**Exercise brief**
Filter the records below, copying out each line that holds the string "facade".

**Material provided**
- - - -

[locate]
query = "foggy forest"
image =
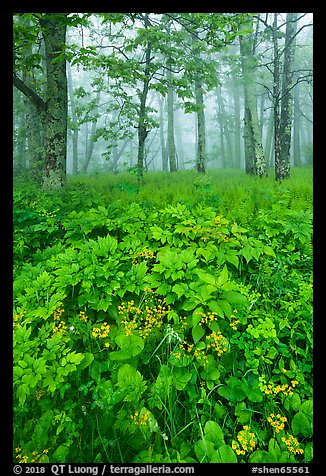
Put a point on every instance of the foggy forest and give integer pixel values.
(162, 246)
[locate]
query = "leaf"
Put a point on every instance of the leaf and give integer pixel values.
(252, 390)
(204, 451)
(60, 454)
(131, 345)
(214, 433)
(234, 297)
(224, 454)
(301, 424)
(206, 277)
(233, 391)
(87, 360)
(223, 277)
(197, 333)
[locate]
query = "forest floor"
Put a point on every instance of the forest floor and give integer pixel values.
(164, 322)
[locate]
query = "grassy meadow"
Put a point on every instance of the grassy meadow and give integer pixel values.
(164, 322)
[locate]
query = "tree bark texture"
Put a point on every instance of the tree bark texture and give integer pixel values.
(55, 137)
(201, 134)
(254, 152)
(287, 97)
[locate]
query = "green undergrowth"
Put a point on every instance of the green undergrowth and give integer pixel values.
(167, 322)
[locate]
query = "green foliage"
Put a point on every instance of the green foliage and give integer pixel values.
(176, 332)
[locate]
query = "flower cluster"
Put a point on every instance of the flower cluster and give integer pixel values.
(61, 327)
(140, 418)
(246, 441)
(186, 350)
(146, 254)
(101, 332)
(82, 316)
(35, 457)
(207, 318)
(144, 320)
(272, 389)
(217, 342)
(234, 321)
(18, 317)
(39, 394)
(201, 356)
(292, 444)
(277, 421)
(57, 314)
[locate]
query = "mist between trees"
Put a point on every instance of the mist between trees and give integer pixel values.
(173, 91)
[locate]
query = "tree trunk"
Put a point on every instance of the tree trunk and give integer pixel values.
(237, 125)
(201, 135)
(55, 137)
(276, 102)
(287, 97)
(224, 128)
(171, 143)
(74, 122)
(178, 139)
(162, 135)
(142, 127)
(254, 153)
(269, 139)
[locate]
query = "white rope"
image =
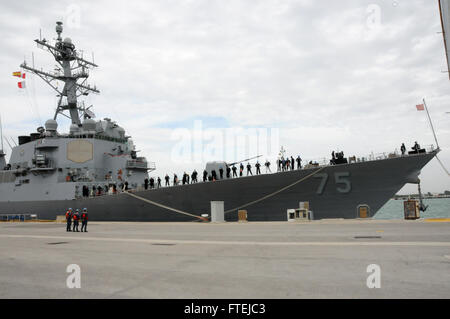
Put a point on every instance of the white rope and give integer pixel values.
(276, 192)
(231, 210)
(163, 206)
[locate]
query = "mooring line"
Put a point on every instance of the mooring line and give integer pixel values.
(276, 192)
(443, 167)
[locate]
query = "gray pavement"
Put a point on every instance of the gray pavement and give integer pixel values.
(320, 259)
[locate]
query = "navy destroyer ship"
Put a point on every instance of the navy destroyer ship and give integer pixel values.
(50, 171)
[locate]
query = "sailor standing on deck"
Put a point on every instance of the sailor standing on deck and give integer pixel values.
(167, 178)
(84, 218)
(403, 149)
(69, 219)
(159, 182)
(257, 165)
(76, 218)
(249, 169)
(299, 162)
(234, 169)
(267, 164)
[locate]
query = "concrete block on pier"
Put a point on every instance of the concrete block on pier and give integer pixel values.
(217, 212)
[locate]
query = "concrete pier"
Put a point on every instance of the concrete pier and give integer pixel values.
(318, 259)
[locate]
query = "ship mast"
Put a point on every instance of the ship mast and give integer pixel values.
(73, 68)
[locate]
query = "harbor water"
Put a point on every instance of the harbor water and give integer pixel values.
(437, 208)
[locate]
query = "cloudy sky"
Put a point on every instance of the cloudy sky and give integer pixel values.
(318, 75)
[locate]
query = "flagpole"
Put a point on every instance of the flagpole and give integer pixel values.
(1, 134)
(431, 124)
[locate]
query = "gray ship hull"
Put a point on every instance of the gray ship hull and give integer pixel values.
(334, 192)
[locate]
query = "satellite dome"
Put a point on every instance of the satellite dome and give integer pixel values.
(89, 125)
(74, 128)
(51, 125)
(121, 131)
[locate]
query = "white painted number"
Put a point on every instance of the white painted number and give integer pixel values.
(341, 179)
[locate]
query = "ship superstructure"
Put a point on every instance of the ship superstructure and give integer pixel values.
(95, 166)
(94, 156)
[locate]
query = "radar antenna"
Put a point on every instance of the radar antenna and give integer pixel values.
(73, 67)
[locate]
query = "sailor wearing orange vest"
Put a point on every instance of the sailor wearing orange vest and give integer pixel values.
(76, 218)
(84, 218)
(69, 219)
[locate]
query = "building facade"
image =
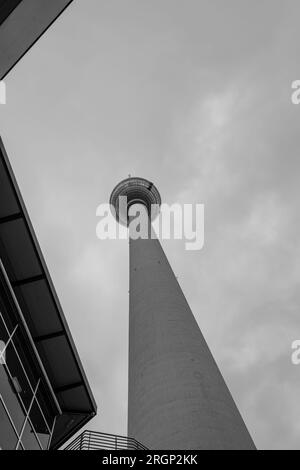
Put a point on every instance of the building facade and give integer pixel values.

- - - -

**Solution to this task**
query = "building facade"
Put a point on every instance of the building facade and give integer pixel values.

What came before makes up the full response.